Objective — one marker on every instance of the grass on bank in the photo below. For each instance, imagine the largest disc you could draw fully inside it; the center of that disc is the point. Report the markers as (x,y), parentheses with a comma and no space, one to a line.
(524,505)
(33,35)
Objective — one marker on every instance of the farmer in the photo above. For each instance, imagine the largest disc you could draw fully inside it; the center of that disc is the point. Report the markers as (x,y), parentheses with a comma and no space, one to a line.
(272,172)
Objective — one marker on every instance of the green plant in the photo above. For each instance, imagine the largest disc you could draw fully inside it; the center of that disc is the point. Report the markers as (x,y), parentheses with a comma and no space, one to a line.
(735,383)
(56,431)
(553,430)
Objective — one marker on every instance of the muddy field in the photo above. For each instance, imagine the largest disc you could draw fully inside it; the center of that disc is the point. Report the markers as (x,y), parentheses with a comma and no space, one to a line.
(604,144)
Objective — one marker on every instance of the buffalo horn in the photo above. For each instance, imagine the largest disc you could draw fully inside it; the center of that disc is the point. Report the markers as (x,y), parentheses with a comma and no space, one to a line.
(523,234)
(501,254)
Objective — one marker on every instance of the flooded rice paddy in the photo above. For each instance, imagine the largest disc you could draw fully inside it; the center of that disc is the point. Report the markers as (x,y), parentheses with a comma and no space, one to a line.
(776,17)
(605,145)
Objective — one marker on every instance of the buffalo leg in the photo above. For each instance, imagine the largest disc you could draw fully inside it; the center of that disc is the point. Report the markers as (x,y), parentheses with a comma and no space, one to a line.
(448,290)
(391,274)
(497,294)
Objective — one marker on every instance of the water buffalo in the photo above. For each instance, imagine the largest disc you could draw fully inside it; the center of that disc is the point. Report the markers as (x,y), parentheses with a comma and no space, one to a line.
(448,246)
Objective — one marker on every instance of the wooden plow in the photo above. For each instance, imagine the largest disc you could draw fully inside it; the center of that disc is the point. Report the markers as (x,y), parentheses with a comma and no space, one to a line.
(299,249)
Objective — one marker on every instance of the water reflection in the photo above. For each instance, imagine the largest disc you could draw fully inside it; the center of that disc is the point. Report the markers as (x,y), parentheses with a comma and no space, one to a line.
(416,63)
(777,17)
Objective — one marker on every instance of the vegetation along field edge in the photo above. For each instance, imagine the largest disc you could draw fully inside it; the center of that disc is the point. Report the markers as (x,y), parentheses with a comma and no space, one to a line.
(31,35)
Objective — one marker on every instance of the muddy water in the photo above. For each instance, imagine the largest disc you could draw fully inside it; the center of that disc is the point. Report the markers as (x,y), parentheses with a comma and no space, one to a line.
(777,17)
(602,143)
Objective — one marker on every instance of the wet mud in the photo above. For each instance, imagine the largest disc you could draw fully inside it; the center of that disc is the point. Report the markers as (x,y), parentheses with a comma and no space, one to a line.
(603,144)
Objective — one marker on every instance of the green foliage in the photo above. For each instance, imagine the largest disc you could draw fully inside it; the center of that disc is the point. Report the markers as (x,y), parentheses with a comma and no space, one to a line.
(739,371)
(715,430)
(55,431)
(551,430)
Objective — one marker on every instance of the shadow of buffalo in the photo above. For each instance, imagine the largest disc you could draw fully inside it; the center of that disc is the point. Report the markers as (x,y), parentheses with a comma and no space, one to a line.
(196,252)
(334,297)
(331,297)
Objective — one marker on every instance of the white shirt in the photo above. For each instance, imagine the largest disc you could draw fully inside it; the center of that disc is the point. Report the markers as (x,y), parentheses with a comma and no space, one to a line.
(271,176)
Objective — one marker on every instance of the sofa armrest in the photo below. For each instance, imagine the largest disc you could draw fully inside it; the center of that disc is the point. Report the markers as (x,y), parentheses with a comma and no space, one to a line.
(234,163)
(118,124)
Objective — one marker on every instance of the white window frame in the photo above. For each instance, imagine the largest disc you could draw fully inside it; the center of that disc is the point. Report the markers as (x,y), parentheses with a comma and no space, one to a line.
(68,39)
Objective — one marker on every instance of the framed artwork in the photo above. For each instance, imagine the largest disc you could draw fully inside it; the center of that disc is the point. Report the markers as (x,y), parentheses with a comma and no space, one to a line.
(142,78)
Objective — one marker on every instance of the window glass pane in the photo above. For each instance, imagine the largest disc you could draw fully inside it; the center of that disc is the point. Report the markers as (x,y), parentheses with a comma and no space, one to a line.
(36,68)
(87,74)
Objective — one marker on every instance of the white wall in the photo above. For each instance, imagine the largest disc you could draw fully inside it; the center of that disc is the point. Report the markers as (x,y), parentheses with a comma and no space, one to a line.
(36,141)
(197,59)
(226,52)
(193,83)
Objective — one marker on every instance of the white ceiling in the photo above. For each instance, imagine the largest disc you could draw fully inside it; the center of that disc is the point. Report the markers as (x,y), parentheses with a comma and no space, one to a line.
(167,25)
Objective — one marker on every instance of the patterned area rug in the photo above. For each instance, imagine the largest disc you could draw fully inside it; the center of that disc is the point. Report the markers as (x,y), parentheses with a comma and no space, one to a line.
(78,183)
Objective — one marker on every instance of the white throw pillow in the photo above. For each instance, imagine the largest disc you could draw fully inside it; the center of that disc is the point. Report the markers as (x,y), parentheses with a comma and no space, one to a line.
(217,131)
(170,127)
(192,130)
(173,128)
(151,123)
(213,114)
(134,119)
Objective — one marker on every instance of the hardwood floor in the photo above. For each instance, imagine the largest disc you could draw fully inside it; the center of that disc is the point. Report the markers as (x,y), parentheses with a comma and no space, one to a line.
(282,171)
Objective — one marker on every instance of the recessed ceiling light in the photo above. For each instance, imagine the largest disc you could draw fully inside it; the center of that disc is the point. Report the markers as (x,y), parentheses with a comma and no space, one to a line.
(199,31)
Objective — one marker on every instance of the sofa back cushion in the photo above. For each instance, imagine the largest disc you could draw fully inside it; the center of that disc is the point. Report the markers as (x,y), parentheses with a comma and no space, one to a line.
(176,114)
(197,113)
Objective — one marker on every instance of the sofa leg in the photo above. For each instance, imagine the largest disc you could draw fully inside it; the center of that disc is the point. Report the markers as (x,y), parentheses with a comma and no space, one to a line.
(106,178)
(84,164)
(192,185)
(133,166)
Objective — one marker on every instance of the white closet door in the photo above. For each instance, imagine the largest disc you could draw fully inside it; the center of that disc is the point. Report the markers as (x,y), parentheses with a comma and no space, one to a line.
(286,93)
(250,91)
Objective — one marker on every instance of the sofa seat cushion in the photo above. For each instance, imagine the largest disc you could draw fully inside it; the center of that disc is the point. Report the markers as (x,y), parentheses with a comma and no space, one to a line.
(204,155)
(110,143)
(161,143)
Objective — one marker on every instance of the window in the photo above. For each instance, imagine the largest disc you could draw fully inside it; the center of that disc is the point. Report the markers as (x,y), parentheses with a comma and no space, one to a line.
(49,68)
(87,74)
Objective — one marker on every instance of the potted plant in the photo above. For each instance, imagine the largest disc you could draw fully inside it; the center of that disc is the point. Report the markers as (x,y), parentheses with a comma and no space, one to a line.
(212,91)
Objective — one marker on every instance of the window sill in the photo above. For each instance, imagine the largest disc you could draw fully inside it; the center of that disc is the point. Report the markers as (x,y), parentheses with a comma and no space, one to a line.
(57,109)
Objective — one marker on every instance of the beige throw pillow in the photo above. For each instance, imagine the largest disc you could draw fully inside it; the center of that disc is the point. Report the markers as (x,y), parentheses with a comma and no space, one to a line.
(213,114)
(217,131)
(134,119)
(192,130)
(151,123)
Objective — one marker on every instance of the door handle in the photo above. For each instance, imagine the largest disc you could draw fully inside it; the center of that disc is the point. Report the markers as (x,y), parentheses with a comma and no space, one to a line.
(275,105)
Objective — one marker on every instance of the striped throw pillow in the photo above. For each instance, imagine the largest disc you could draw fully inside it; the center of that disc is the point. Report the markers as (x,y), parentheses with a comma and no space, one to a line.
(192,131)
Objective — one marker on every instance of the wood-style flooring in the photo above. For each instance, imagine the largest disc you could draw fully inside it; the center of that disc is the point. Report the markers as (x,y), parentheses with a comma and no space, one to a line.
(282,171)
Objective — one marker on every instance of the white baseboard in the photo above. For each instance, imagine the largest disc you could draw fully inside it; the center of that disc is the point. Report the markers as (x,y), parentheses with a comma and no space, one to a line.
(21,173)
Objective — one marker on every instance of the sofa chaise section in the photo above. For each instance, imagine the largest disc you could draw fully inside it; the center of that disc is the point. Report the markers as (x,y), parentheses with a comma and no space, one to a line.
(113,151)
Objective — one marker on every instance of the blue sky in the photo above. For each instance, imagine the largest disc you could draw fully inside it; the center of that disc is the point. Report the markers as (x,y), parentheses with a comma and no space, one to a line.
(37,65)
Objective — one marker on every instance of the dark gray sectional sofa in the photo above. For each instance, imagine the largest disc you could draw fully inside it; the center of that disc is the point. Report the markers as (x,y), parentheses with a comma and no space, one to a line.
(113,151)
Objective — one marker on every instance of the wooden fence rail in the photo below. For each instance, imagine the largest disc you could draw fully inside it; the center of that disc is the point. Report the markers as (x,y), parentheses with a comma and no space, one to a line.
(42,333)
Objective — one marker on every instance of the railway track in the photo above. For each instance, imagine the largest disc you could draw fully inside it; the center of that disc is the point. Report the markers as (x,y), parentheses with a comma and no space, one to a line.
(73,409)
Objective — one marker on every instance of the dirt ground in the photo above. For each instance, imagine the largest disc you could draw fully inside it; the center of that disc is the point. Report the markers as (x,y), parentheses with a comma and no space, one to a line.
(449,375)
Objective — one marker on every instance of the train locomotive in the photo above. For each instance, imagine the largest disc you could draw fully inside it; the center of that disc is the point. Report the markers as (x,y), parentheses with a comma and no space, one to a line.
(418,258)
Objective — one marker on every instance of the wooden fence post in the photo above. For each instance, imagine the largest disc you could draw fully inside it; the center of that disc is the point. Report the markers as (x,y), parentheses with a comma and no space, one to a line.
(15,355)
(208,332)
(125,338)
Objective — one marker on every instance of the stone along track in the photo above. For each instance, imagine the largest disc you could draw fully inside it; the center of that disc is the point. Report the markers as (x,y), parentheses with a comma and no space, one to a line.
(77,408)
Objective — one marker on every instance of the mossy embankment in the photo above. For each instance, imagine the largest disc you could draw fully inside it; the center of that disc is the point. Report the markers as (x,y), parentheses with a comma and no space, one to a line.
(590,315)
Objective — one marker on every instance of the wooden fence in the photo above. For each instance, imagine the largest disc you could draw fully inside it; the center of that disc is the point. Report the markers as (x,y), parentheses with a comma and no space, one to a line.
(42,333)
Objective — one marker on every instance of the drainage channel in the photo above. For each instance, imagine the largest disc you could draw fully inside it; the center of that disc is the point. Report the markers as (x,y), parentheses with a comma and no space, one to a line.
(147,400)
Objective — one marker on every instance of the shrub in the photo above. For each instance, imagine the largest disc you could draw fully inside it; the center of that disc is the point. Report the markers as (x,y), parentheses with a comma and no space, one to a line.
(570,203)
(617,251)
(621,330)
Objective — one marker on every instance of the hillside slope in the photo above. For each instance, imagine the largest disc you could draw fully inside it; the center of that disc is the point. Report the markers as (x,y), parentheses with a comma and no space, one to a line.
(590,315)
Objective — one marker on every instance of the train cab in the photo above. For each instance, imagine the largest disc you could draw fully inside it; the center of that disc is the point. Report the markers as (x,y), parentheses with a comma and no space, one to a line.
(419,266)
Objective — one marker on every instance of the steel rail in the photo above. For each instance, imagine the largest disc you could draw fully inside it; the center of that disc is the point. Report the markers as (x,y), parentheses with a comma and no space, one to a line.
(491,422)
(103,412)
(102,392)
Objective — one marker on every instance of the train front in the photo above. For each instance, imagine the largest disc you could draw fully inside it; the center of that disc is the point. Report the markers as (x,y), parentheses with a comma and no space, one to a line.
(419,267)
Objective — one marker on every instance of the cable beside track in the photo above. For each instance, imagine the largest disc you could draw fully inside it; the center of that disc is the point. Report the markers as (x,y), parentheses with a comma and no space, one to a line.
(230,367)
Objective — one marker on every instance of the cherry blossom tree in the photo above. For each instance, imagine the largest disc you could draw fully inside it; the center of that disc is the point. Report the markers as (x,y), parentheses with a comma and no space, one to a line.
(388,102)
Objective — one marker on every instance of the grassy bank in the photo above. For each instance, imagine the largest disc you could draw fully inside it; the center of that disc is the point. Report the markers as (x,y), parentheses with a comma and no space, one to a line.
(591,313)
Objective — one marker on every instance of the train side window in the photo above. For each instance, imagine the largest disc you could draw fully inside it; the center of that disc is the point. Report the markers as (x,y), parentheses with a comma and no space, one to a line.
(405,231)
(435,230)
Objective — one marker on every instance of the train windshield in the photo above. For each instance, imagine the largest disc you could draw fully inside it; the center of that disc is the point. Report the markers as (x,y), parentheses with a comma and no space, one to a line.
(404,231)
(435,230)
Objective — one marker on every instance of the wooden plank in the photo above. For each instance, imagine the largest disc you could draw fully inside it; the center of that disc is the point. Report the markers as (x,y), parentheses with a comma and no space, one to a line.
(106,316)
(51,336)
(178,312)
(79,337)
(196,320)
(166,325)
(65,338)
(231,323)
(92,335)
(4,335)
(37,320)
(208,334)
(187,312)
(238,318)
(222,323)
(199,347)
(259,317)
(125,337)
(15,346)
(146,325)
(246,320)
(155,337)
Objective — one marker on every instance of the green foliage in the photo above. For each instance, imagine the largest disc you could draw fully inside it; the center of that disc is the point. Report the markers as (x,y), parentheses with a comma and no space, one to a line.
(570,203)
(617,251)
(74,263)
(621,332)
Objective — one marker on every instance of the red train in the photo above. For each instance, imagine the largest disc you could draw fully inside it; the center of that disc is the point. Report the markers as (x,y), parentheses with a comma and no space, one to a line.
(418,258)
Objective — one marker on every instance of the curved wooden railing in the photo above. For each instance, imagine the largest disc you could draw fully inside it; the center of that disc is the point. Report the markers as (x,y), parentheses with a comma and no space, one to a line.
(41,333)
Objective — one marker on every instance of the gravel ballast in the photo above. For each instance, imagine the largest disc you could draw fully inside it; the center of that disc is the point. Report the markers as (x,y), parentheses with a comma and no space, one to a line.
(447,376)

● **YOUR GOAL**
Edit the material above from the line that contains "Objective — one marker on every instance of the wooden plank" through the last line of the material, replacing "disc" with "circle" and changing nothing else. Give only those lines.

● **THE SOLUTION**
Objective — one marker on every instance of the wooden plank in the photo above. For each instance, imagine the largest circle you could draw fully inside it; the center of that circle is the point. Report the markers as (x,y), parentheses with a comma and no space, one to a line.
(106,316)
(51,336)
(178,312)
(79,337)
(196,320)
(166,325)
(65,338)
(231,323)
(92,335)
(4,335)
(37,320)
(208,334)
(187,312)
(238,318)
(222,323)
(199,347)
(259,317)
(125,337)
(15,346)
(146,325)
(246,320)
(155,337)
Objective — one marker on every instance of the green foliage in the photo above. For each instance, imagine the largest circle you could draw fully inside it; the center of that circle is the point. Report the markers as (x,y), parentheses with a comma and no space, one to a line.
(570,203)
(617,251)
(74,263)
(621,332)
Objective — one marker on every instance of the red train in the photo above. For each instance, imagine the largest circle you could draw fully inside it; the center of that circle is the point. Report the markers as (x,y), parentheses with a comma and no space, one to a line.
(418,258)
Objective — one marker on every instance of the curved wooden railing in the photo above. For each instance, imagine the largest circle you could draw fully inside it; the center of that circle is the point. Report the markers as (x,y), parentheses with a comma and no space, one to a line.
(41,333)
Objective — one marker on every instance of the gravel ballast in the photo above. For each instance, imagine the largest circle you could draw fully inside it; the center of that circle is the point. Report the markers as (x,y), parentheses with a comma and no space, one to a line.
(447,376)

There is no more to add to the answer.